» **Tasks and exercises**
1 - In the article on silver's value, how much silver is used in a 32-inch plasma TV screen?
2 - Write the next part of the article on silver's value, starting after its final sentence.

» **Text provided**
29 June 2010

Silver Is Likely to Multiply In Value Faster than Gold

Half of silver demand, or 435.1 million ounces, goes into industrial applications including electrical conductors, alloys, solar panels and batteries, according to GFMS Ltd., which compiles reports for The Silver Institute, a Washington-based industry group. That compares with 12 million ounces for gold, 3.85 million ounces for platinum and 6.19 million ounces for palladium. Industrial demand for silver will gain 14 percent in 2010, the most since at least 1988, Barclays estimates.

...Solar-panel installations may jump 44 percent this year to about 33 billion watts of capacity.....Crystalline silicon solar panels use as much as 0.12 gram of silver per watt of capacity. The metal accounts for about 35 percent of a silver- oxide battery and as much as 40 grams of silver are used in a 32-inch plasma TV screen, VM Group estimates. _BW

Silver has many more industrial uses than gold, but is also widely seen as valuable in itself -- as a form of wealth, or money. Silver's value at this time is historically rather low, compared to gold. If economic times turn difficult -- as they easily could at a time when the world hegemon is ruled by an unprecedentedly incompetent government -- silver's innate value as money would probably push its cost well past doubling, approaching a quadrupling.
Doubling as a store of value for buyers concerned about the economy and as an industrial material for those bullish on growth, silver is outperforming metals from copper to zinc this year and keeping pace with gold...."Silver is really attractive because you have strong investment demand and strong fabrication demand," said Jeffrey M. Christian, the managing director of CPM Group, a research company in New York...."You buy gold when you think the world is going to hell in a handbasket. You buy copper when the economy is booming. In between those two, if you're a bit confused, you buy silver."

» **Data segment**
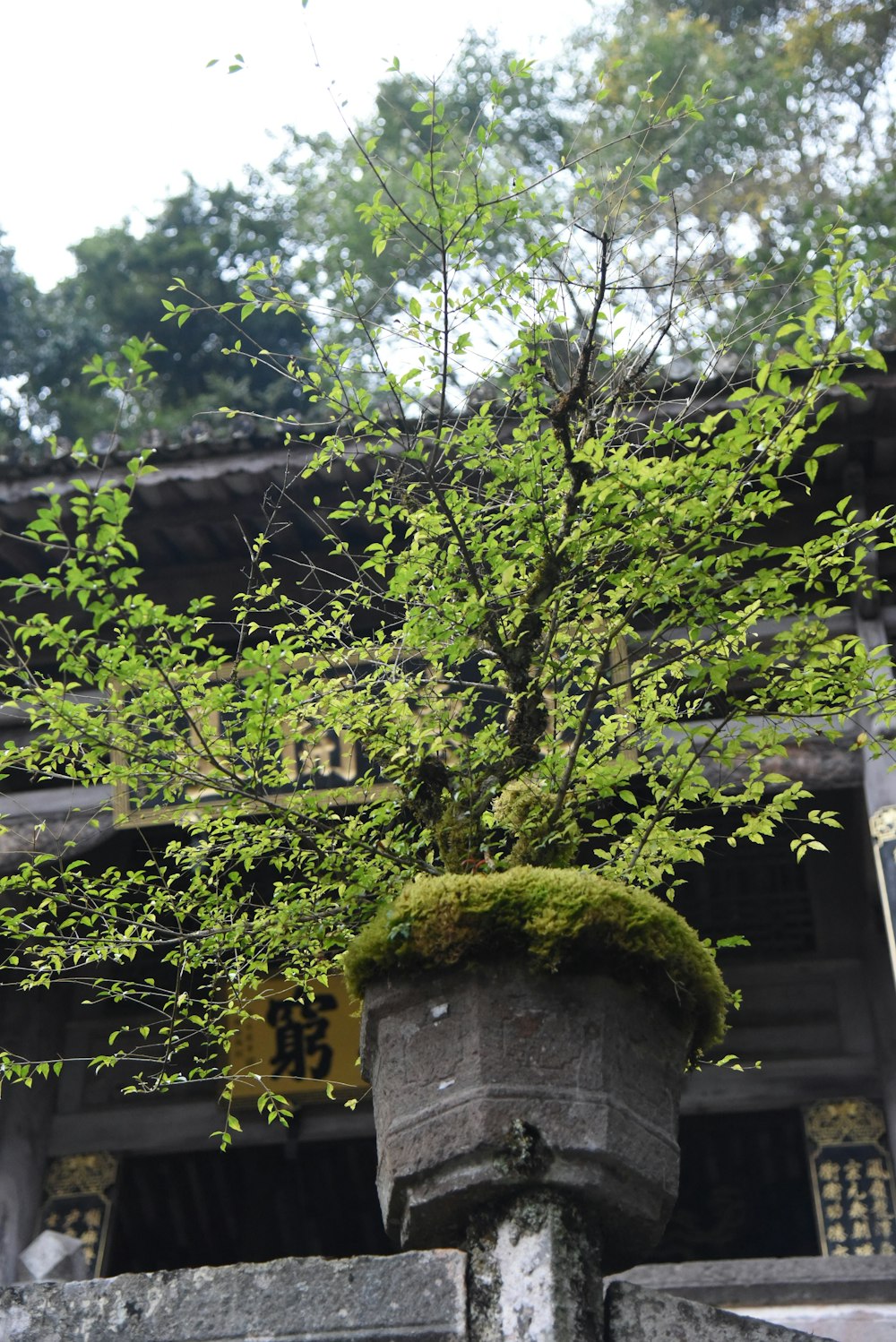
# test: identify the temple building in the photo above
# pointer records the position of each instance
(785, 1156)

» **Results for the exercise**
1 - As much as 40 grams.

2 -
The metal, used to create the first telegraph messages, rose 9.5 percent since the end of March, heading for a sixth quarterly advance. That's the best streak since 11 consecutive quarters through the beginning of 1980, a year after the Hunt brothers tried to corner the market.

While gold reached a record $1,265.30 an ounce on June 21, silver would have to more than double to get to the all-time high of $50.35 reached in New York in 1980. Silver rose 13 percent this year in London, gold added 14 percent and the London Metal Exchange Index of six industrial metals fell 9.2 percent. _SFGate
If paper currencies lose their value any more quickly than at present, a return to hard currencies is likely. If not in official markets, then in grey and black markets that are likely to spring up in ever more visible locations. Gold, silver, and copper would be used as money, but other things such as prescription drugs, common ammunition, and culinary substances such as salt and spices may all find themselves put to use as makeshift currencies. Barter is also likely to grow in popularity -- assuming a person has anything of value to trade.
....gold is rising due to the instability of the global financial system. Gold is money, and as the ultimate global currency and store of value, the yellow metal is regaining its place in history as a trusted reserve currency.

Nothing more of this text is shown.